▶ Work to complete
The first line of the data below and every line after it, through the one with "TARGET = white cloth", must be transcribed without change.
** Available data follows **
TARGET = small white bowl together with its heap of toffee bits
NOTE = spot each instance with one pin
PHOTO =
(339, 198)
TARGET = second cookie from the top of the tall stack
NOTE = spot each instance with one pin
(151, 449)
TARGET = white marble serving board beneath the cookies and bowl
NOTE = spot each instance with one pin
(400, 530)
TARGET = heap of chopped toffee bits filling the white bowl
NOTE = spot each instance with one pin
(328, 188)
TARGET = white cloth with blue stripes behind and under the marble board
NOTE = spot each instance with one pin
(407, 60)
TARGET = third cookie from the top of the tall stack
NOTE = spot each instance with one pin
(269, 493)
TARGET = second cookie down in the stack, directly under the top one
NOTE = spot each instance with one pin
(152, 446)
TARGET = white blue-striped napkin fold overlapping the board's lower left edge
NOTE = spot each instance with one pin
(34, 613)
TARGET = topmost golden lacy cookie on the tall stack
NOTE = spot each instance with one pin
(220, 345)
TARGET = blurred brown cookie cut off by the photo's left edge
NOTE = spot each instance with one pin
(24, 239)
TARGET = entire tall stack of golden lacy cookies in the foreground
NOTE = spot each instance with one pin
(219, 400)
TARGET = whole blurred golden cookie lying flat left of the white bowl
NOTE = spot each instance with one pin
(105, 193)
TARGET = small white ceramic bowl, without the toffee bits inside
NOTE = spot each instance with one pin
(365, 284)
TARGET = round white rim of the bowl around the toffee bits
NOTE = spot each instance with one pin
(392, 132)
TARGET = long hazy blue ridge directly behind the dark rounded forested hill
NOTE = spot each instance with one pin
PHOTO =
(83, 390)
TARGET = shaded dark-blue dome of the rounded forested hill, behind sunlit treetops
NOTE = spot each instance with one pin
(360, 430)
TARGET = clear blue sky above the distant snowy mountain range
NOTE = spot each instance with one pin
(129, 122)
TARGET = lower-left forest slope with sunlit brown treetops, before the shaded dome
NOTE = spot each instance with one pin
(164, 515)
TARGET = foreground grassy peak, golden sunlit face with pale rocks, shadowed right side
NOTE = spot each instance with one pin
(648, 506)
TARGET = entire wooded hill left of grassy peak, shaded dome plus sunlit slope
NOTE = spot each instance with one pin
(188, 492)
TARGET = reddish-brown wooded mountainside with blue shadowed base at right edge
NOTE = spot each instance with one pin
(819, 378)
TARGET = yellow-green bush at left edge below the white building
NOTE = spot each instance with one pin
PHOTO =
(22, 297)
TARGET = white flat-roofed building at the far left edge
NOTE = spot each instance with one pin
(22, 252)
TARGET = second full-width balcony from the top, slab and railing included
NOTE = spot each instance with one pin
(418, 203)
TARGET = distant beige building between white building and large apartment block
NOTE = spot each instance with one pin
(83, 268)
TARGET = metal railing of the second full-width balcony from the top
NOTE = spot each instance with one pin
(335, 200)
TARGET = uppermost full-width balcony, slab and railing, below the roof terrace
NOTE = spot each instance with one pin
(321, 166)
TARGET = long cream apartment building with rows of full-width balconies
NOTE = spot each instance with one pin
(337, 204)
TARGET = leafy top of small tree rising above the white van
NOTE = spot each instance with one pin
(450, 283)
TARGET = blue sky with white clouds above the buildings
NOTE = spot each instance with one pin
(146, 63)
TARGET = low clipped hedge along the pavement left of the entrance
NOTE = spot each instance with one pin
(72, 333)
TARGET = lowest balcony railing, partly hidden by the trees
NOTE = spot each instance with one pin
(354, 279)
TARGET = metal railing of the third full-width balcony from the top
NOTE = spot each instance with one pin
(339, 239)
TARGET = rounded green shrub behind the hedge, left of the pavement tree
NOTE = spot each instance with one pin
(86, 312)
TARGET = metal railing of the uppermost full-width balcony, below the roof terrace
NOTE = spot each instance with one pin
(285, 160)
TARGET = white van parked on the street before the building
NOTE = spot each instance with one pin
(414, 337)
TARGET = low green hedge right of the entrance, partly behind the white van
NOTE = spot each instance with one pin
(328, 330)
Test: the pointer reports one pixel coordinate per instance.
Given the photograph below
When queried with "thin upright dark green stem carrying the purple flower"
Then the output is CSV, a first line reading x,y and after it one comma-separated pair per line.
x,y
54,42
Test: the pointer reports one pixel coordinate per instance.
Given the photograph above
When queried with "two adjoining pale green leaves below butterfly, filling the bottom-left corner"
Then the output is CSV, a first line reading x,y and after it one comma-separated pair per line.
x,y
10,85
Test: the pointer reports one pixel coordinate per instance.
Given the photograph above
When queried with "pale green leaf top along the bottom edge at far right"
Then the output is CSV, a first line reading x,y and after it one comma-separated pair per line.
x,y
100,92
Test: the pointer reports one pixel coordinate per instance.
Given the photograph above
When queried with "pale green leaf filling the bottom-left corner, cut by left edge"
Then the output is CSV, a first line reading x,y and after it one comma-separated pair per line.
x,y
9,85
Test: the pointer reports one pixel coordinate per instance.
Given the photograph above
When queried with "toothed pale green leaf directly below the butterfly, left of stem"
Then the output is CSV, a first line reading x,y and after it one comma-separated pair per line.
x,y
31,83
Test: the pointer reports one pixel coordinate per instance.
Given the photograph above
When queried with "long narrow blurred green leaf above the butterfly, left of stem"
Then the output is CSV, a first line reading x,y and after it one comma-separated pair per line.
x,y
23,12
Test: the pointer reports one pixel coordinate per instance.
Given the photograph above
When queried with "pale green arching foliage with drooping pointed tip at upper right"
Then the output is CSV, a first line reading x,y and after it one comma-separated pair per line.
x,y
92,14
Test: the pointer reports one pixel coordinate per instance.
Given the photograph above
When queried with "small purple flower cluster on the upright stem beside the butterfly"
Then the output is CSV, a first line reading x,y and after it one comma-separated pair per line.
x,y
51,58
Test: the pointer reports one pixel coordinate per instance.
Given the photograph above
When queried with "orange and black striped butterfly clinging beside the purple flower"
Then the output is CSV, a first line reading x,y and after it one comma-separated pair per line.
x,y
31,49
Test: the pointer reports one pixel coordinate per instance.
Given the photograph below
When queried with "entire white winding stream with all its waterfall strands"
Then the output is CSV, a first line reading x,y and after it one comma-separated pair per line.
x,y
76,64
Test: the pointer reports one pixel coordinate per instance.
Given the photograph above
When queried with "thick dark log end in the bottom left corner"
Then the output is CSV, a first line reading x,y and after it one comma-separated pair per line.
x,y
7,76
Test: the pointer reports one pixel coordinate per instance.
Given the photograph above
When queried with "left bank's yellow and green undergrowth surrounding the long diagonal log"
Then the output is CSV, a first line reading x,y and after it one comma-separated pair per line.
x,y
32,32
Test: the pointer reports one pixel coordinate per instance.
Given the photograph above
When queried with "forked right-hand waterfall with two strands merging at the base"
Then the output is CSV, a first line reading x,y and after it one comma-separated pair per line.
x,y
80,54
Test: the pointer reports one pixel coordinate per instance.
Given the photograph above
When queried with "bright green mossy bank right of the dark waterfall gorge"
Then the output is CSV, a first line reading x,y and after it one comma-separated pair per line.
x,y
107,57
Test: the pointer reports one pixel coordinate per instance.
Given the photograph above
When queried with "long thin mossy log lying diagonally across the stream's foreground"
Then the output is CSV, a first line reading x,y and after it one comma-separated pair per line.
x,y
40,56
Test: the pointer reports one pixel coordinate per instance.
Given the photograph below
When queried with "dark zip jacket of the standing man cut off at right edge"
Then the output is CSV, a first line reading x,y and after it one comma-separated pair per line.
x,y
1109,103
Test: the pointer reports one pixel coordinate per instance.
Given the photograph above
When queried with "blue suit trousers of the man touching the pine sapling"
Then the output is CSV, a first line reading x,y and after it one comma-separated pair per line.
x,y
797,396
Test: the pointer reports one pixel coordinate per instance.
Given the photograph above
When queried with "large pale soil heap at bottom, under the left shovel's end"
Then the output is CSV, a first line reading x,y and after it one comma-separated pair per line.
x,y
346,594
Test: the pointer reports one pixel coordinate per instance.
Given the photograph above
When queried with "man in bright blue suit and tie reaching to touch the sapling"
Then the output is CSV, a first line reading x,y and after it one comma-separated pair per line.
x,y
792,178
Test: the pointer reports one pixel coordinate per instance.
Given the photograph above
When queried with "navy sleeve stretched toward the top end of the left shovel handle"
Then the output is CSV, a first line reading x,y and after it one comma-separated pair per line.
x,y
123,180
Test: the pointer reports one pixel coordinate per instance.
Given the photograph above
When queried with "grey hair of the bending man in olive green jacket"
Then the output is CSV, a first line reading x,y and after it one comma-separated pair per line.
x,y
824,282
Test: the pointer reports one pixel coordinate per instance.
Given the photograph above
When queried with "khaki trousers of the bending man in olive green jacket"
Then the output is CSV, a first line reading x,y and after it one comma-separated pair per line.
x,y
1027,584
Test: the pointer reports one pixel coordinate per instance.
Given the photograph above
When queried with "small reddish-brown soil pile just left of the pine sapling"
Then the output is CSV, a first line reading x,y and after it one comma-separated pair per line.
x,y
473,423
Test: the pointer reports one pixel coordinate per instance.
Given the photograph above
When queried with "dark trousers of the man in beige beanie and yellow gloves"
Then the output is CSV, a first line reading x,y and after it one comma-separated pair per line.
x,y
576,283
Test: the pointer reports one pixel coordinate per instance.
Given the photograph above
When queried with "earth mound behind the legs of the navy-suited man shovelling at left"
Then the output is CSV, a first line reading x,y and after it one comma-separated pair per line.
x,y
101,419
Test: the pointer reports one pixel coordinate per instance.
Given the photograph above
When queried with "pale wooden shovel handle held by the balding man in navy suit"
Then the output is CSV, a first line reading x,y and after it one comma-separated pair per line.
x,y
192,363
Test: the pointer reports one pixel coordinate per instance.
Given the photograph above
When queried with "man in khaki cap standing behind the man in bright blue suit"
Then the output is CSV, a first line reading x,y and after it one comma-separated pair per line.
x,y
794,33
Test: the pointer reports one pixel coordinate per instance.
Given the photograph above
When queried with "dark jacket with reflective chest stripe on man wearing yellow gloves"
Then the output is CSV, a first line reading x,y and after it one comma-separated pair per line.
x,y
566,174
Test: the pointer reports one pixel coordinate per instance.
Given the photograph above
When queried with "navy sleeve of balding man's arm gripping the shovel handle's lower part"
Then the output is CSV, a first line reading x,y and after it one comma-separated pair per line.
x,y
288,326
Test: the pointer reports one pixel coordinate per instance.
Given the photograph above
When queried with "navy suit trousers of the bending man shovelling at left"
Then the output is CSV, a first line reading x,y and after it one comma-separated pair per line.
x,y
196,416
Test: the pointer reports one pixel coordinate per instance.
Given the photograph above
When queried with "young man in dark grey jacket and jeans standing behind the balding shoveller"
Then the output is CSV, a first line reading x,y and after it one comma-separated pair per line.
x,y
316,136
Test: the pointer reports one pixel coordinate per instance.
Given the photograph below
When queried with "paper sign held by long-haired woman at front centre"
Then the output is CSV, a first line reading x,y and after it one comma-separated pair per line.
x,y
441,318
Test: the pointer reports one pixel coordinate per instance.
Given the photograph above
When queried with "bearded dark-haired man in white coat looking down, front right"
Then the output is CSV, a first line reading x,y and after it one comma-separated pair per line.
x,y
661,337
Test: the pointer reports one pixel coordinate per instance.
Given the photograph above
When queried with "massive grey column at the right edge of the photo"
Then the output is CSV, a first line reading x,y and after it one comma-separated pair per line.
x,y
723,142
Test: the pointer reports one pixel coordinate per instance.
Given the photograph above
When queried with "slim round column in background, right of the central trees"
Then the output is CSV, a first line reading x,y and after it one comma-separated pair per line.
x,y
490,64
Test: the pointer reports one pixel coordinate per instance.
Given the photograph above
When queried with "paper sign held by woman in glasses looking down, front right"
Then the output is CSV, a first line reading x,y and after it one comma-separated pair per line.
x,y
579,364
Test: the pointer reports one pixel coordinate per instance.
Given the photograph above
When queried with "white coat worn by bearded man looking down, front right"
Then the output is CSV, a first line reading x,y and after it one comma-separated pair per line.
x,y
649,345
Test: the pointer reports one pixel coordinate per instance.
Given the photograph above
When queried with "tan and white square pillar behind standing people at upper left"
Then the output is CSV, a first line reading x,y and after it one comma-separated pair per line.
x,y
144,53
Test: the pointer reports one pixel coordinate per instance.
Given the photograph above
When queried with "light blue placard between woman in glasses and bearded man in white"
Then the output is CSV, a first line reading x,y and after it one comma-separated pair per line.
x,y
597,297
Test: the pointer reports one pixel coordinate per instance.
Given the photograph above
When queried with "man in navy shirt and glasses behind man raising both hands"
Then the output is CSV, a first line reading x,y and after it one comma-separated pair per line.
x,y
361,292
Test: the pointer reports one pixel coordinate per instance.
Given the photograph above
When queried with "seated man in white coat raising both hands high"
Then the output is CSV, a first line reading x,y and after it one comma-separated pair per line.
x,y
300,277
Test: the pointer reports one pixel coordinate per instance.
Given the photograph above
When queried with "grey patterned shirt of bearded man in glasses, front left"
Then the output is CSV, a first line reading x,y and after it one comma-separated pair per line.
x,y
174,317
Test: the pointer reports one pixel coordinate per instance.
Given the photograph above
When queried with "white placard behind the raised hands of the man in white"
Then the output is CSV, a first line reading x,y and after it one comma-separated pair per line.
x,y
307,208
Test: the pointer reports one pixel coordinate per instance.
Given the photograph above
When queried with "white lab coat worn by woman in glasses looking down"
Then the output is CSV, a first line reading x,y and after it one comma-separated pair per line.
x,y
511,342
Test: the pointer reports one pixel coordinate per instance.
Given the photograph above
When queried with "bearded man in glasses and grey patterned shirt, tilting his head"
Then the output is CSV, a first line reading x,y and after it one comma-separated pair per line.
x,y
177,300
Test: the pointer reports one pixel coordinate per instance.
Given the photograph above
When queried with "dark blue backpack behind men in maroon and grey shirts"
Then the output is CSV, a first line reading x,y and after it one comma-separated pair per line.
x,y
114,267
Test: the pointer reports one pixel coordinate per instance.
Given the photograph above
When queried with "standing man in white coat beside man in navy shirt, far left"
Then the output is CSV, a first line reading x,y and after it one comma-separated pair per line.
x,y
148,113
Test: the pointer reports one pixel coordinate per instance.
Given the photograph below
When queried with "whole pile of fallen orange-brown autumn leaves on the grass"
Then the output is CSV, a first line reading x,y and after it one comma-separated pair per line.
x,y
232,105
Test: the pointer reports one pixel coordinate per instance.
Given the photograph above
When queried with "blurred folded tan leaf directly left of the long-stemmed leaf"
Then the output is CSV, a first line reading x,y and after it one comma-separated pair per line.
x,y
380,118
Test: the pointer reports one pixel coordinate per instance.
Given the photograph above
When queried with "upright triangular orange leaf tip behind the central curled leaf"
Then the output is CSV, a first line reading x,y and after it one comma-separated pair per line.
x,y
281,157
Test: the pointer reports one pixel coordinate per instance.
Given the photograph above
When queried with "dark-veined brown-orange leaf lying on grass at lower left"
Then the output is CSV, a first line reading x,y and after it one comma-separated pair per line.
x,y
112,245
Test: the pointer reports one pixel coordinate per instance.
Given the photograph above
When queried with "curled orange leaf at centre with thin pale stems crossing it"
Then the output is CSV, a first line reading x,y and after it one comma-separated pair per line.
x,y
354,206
** End of Available data **
▶ Exercise solution
TARGET = small white bowl together with its heap of toffee bits
NOTE = spot each instance with one pin
PHOTO =
(339, 198)
TARGET = second cookie from the top of the tall stack
NOTE = spot each instance with one pin
(151, 449)
TARGET = white marble serving board beneath the cookies and bowl
NOTE = spot each instance with one pin
(400, 530)
TARGET = heap of chopped toffee bits filling the white bowl
NOTE = spot each instance with one pin
(328, 188)
TARGET = white cloth with blue stripes behind and under the marble board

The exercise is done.